● RECORDED INFORMATION:
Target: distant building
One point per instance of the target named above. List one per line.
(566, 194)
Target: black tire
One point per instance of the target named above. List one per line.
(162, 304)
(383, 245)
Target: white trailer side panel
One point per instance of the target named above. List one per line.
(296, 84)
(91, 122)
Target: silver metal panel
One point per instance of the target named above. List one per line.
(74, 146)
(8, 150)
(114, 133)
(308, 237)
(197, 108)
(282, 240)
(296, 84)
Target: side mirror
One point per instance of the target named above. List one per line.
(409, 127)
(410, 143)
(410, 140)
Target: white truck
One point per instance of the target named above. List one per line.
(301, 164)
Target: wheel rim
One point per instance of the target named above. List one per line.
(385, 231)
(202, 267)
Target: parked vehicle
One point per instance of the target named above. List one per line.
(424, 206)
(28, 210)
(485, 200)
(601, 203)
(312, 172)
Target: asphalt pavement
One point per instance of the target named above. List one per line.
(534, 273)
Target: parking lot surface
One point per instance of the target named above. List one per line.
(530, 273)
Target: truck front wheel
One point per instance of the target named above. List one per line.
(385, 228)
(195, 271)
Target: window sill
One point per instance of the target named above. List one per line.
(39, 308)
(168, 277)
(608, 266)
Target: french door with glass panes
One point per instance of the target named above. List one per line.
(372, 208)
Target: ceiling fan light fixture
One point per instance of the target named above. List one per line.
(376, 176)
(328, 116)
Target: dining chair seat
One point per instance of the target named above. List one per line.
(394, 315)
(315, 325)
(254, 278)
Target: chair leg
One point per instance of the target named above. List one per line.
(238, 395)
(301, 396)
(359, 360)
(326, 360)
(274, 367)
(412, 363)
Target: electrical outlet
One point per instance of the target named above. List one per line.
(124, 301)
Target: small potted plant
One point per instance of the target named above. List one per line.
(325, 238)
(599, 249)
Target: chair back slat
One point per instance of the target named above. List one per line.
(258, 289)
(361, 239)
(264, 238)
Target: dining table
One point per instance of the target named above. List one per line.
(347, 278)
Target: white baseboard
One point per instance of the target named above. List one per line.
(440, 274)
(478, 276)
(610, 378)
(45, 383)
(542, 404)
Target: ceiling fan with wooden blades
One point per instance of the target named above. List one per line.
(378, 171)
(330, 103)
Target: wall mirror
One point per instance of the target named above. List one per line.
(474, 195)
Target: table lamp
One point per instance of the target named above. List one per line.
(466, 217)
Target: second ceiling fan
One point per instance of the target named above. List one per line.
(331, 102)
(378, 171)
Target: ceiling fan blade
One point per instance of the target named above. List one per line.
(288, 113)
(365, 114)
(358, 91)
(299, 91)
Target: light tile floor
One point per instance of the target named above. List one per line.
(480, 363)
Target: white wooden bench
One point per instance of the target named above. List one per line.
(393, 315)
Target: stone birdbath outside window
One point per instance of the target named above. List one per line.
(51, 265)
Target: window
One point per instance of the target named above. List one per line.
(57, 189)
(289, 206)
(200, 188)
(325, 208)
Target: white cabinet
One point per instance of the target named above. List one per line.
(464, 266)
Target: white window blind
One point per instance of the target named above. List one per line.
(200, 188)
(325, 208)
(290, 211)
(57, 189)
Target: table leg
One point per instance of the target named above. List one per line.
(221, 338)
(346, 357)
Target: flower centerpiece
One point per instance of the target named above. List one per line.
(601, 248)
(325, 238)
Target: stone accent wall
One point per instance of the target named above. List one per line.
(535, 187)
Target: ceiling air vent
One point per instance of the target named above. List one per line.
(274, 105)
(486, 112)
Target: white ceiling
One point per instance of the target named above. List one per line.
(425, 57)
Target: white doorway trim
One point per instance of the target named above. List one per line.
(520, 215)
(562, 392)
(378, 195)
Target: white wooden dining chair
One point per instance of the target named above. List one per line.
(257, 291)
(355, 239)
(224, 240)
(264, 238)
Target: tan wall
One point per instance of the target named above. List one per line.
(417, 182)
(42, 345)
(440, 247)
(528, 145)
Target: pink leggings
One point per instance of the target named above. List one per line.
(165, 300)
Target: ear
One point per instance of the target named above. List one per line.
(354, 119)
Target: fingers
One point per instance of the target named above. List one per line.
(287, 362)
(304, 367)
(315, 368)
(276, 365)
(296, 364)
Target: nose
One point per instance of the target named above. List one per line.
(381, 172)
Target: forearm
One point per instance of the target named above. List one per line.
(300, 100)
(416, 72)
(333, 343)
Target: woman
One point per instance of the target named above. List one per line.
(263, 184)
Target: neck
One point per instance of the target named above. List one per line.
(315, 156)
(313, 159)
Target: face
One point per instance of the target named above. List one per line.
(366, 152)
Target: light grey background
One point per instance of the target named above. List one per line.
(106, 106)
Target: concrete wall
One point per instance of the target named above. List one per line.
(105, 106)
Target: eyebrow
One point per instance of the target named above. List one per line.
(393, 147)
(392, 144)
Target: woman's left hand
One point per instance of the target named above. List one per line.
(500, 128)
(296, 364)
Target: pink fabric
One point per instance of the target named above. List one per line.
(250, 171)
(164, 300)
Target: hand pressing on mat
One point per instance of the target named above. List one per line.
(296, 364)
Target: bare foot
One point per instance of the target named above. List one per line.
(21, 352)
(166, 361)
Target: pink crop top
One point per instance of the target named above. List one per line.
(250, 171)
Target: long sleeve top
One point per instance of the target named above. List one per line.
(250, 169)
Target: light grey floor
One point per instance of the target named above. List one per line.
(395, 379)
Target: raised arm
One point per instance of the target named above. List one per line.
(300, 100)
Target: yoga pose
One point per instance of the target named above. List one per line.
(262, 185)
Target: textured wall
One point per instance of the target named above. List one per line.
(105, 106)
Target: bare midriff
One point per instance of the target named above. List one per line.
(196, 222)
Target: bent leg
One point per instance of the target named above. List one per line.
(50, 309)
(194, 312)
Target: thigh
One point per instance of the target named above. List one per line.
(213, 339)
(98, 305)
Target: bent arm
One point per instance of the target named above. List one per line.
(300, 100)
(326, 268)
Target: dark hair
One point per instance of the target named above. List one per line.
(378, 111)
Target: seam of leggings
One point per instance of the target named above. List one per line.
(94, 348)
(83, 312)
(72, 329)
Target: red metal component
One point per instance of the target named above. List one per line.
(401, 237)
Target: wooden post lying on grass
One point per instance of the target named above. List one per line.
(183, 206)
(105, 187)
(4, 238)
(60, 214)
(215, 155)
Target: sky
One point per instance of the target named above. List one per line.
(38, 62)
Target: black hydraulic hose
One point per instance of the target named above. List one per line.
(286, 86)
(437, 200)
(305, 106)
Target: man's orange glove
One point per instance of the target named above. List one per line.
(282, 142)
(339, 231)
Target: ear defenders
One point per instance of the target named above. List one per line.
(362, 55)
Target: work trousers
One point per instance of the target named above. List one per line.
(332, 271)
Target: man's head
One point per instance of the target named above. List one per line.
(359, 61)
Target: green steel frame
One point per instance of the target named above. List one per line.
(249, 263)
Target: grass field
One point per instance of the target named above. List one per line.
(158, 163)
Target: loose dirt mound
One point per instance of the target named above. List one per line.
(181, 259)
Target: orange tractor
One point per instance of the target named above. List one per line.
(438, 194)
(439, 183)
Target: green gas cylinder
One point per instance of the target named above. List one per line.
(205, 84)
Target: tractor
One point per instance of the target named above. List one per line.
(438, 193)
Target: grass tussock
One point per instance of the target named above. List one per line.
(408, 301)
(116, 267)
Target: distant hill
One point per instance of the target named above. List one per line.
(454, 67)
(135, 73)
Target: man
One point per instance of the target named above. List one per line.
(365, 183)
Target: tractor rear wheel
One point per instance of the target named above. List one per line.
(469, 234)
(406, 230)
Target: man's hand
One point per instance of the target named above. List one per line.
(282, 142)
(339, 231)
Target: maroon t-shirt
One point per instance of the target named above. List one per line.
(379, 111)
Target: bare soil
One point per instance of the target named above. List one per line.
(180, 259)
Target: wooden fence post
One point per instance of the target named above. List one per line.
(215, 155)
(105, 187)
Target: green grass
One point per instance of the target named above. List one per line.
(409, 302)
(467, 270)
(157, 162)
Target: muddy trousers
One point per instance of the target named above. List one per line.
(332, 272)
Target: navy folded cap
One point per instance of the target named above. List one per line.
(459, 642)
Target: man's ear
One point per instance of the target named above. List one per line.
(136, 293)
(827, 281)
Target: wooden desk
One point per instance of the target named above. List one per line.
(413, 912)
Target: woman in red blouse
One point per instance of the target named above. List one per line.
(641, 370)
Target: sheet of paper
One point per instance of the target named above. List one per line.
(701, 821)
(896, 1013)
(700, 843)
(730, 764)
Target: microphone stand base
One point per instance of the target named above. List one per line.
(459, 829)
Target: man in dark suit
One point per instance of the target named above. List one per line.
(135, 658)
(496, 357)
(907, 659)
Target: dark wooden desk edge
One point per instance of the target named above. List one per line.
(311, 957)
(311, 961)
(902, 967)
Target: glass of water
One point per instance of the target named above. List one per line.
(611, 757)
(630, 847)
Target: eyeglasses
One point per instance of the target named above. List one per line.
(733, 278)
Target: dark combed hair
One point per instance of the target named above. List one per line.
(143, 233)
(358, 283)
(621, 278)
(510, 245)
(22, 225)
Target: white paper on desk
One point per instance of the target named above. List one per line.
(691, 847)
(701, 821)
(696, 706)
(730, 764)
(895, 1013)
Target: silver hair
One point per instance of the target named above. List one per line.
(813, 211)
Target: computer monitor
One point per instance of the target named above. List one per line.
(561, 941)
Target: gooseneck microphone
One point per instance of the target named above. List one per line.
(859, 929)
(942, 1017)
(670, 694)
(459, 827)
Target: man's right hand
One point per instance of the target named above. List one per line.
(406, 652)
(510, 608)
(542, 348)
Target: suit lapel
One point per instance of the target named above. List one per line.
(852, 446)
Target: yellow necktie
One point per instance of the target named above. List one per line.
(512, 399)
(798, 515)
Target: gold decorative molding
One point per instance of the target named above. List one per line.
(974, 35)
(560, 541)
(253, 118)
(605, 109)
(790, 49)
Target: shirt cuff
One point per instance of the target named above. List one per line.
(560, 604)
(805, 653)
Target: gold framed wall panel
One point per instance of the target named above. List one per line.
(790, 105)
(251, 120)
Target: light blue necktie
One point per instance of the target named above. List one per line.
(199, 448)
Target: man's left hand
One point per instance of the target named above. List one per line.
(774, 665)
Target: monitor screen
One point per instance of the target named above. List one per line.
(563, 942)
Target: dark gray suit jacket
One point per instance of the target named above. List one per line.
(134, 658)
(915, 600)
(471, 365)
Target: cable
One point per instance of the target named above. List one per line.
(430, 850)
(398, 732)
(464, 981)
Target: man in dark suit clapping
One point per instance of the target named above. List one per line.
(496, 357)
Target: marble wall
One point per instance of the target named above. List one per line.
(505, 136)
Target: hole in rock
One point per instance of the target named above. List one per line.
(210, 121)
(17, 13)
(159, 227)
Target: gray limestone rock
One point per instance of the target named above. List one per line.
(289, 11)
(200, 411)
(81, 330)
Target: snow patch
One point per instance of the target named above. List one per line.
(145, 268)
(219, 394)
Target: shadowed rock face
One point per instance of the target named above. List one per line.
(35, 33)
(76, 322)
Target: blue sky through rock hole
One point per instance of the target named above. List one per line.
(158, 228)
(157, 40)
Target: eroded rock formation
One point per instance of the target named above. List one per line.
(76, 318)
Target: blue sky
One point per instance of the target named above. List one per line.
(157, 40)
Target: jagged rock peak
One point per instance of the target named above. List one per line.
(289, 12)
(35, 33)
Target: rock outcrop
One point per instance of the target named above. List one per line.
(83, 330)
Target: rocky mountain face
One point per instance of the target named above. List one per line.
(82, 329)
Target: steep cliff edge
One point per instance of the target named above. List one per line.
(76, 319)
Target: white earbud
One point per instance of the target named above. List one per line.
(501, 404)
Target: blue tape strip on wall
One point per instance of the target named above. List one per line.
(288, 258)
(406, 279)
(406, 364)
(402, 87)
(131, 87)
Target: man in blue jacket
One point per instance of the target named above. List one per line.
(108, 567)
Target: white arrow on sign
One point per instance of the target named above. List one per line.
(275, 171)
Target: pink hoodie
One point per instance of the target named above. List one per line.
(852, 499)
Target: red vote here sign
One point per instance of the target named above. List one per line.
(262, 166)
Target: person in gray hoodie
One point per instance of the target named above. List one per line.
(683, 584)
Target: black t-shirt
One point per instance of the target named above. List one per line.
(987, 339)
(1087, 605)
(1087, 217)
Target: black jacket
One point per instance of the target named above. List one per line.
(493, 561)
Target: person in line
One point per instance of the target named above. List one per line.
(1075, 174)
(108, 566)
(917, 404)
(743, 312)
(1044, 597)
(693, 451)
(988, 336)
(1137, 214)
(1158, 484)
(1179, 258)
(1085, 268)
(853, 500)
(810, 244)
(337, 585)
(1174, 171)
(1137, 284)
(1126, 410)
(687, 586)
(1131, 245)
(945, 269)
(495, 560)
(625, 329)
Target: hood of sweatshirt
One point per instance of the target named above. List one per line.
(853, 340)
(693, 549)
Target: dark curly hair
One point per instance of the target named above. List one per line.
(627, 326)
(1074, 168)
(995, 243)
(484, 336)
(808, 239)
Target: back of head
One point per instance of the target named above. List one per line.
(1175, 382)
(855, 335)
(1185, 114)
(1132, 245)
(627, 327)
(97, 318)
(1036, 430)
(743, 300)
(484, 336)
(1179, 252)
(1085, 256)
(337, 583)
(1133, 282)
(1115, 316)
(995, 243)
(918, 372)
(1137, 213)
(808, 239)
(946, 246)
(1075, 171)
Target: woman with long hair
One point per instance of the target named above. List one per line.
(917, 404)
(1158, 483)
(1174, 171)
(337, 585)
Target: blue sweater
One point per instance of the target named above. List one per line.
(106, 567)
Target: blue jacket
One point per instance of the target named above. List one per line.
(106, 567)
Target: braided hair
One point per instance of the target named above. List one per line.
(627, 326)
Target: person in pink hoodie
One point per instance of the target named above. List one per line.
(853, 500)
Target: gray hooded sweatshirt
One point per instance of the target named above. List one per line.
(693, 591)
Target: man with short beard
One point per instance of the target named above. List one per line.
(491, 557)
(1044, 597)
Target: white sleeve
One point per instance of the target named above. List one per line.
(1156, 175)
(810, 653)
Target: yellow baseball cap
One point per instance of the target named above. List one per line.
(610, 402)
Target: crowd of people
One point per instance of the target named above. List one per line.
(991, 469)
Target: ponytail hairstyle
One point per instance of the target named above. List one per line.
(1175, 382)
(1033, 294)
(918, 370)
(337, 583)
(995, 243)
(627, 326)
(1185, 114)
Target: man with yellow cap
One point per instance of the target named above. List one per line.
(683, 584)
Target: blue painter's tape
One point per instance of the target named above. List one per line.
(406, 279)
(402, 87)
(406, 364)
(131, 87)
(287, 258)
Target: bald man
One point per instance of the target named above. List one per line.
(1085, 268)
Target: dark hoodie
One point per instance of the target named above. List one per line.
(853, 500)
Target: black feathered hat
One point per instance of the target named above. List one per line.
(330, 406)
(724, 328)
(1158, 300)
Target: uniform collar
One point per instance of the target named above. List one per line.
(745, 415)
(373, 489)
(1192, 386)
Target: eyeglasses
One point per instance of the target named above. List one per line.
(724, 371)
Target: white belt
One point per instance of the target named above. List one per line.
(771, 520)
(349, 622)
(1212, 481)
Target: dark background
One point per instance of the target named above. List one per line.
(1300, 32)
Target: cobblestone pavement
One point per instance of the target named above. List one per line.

● WHAT YOU WILL DO: Repeat, with no changes, each line from the one with "Target: braided hair" to the end of the listing, including both ends and nothing else.

● ANSWER BELOW:
Target: braided hair
One point per instance of the target named above. List one per line.
(627, 326)
Target: person in pink hoodie
One point per instance of the target named above. List one per line.
(853, 500)
Target: gray hooded sweatshirt
One point per instance of the target named above. List one per line.
(693, 591)
Target: man with short beard
One point per instance of the target named above. List one per line.
(491, 557)
(1044, 597)
Target: white sleeve
One point per instance of the target named above. List one per line.
(1156, 175)
(810, 653)
Target: yellow baseball cap
One point per instance of the target named above. List one per line.
(610, 402)
Target: crowd of people
One point per instance of the target named above. List one per line.
(991, 469)
Target: ponytail hairstyle
One point per instance of the target named above. List one per line.
(1175, 382)
(1033, 294)
(918, 370)
(337, 583)
(995, 243)
(627, 326)
(1185, 114)
Target: man with yellow cap
One point per instance of the target named above. List one per line.
(683, 584)
Target: blue painter's tape
One point per instance of the target named above. List one per line.
(406, 279)
(402, 87)
(406, 364)
(131, 87)
(287, 258)
Target: bald man
One point per instance of the target named above. List one per line.
(1085, 268)
Target: dark hoodie
One point per instance of the target named above. List one per line.
(853, 500)
Target: black feathered hat
One point per instance of the target named above. List one per line.
(330, 406)
(724, 328)
(1158, 300)
Target: uniform collar
One point per instance of the target named above. List one per line.
(745, 415)
(373, 489)
(1192, 386)
Target: eyeglasses
One point per instance of the target named above. List one per line.
(724, 371)
Target: white belt
One point per instance of the target named above. List one per line.
(771, 520)
(349, 622)
(1212, 481)
Target: dark background
One point per instance of the target named above. List one per line.
(1300, 32)
Target: cobblestone pavement
One point per instance of the target named above. List one per line.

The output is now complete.